|
“A
world war against an individual.”
When was the last time
a similar event took place? It is indeed a rare incident to
which it is hard to find a match in history. The story of
Carlos the Jackal is fairly simple; a clever fighter who managed
to slip out of the hands of intelligence agencies around the
world, but eventually fell when turned in by the Sudanese
government. Unlike Carlos who was a professional terrorist,
Abdullah Ocalan, of the Turkish Kurdistan Workers Party (PKK), was
a revolutionary leader, fighting an armed political battle on
behalf of the Kurds in Southeast Turkey. Yet he too fell in
a disgraceful act on the part of a Muslim government. Even
Che Guevara’s experience was different. His was a
universal revolutionary political call, but the fight never went
far into the heart of American power, for he had no intention of
inflicting pain on the American people; rather, it was to mobilize
the weak and to raise their political awareness. He made it
in Cuba, but failed in Uruguay. His was a secret
assassination, discovered years later, executed with a simple
intelligence operation, not a ‘worldwide’ coalition.
Osama bin Laden is
different. His ambitions exceeded those of his predecessors;
his goal was to hit the United States at the heart of its
political and strategic power. He managed to execute what
may be counted as the biggest terrorist operations in history, be
it against the U.S. or any historical empire. Bin Laden is a
professional terrorist but, unlike ‘free lance’ Carlos, was
focused on the agency: the Soviet Union in the past, and the
United States in the present. He speaks with a religious
rhetoric when discussing political issues. However, he is
not a revolutionary leader like Ocalan, for he does not engage in
enhancing political awareness, he did not form a political party
or movement of any kind, he has no specific approach to any field
of knowledge, and his idea of ‘strategy’ is a simple minded
one. Further, bin Laden is not a Guevara, speaking in the
name of all the oppressed peoples of the world, with a vision that
revolutionized socialist thought at the time. His vision is
a much simpler one dividing the world into Muslim and non-Muslim,
and his ‘strategy’ is not about making the Muslims of the
world aware of their political, cultural or social reality or even
call for their unity. It is based on a comparison between
the state of the Muslim world today and that of the early days of
Islam, for just as the Soviet empire has fallen, so too should the
American empire. In other words, his ambitions are beyond
definition, the results of his operations are beyond all measure,
and his political naiveté is more than often thought. On
the other hand, the battle the world is fighting against him is
indeed historical in terms of size, publicity, political and
strategic mobilization and, most importantly, its estimated
worldwide results. This, however, is no guide to the essence
of the problem.
#####
Your tasks ->
(a) Answer these from the passage about Osama bin Laden:
(i) Which government turned Carlos the Jackal in?
(ii) In which two countries did Che Guevara succeed and fail?
(iii) Into what two groups does bin Laden's vision divide the world?
(b) List every figure that the passage about Osama bin Laden compares him with.
(c) Resume the passage about Osama bin Laden after its final sentence.
#####
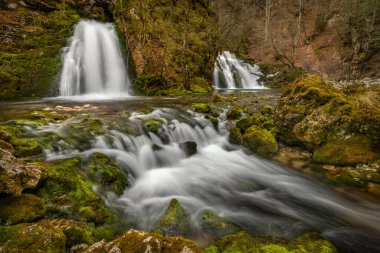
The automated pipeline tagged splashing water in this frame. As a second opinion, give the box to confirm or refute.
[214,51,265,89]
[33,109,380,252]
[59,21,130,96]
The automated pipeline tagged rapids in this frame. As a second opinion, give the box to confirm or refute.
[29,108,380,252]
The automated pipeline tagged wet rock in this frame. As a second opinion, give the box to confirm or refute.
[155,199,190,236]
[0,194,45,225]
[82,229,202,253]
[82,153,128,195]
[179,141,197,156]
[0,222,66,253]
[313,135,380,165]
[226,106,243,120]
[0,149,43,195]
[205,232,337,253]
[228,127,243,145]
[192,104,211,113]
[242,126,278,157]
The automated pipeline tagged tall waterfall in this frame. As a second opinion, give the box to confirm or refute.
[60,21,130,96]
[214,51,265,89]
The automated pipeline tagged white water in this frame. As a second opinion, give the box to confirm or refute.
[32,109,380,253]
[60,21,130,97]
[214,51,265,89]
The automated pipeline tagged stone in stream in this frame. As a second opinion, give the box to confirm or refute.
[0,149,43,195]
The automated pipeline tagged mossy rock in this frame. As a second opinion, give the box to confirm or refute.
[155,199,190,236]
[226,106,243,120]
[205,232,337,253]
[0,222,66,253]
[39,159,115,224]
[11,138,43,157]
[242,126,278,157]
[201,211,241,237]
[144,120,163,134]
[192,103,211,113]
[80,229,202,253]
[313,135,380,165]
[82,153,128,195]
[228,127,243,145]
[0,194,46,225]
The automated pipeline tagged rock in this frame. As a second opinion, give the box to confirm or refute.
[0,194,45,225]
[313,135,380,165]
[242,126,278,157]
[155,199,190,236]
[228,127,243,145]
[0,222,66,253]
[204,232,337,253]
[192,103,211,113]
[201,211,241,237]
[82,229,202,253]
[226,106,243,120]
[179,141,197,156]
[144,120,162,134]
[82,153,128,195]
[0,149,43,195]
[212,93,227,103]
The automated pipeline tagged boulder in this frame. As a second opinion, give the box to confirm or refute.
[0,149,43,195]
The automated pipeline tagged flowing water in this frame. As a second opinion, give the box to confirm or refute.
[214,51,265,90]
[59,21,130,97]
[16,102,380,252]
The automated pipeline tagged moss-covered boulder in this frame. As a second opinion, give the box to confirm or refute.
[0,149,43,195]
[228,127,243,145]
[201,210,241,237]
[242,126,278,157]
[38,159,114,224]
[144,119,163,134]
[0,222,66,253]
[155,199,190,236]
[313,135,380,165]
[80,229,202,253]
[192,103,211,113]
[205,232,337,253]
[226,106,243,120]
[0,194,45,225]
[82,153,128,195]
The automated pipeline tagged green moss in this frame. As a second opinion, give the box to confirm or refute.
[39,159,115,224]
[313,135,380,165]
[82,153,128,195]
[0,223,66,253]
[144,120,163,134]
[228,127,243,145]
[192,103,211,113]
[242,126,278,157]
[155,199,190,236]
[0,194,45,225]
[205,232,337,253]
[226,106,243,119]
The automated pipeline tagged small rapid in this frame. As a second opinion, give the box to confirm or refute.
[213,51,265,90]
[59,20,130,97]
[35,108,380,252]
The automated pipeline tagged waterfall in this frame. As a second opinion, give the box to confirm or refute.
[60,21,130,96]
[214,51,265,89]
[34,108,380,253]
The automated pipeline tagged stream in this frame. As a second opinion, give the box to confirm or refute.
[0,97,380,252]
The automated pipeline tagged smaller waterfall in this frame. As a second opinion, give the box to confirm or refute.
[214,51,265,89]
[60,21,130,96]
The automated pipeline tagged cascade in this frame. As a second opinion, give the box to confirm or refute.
#####
Responses to the tasks ->
(a)
(i) The Sudanese government.
(ii) He succeeded in Cuba and failed in Uruguay.
(iii) Muslim and non-Muslim.

(b)
Carlos the Jackal
Abdullah Ocalan
Che Guevara

(c)
Bin Laden belongs to a
seemingly endless series of primitive rebels in the world’s
political history. On the surface, he appears to have
humiliated the greatest empire of his time. Unlike other
rebels of his kind, his address to the world is not one calling
for justice, rather, it reflects a great deal of anger at American
policies and practices around the world in general, and in the
Middle East in particular. However, his legend is still that
of a primitive rebel. It continues to receive a great deal
of enthusiasm from a large segment of the Arab and Muslim
populations who do not act otherwise, for his actions have far
exceeded any desire for revenge against vicious American
policies. But his revenge is not through mass mobilization
into an historical act or an organized ideological move that
causes a breakthrough in the role of the Arabs and Muslims in the
World Order; it is through terrorist strikes, relieving the masses
from the burden of armed struggle, or even the aspiration for
cultural or social development that enriches their interaction
with the rest of the world. What would be the need for that
when revenge can take place through suicidal operations conducted
by a ‘legendary person,’ unidentified?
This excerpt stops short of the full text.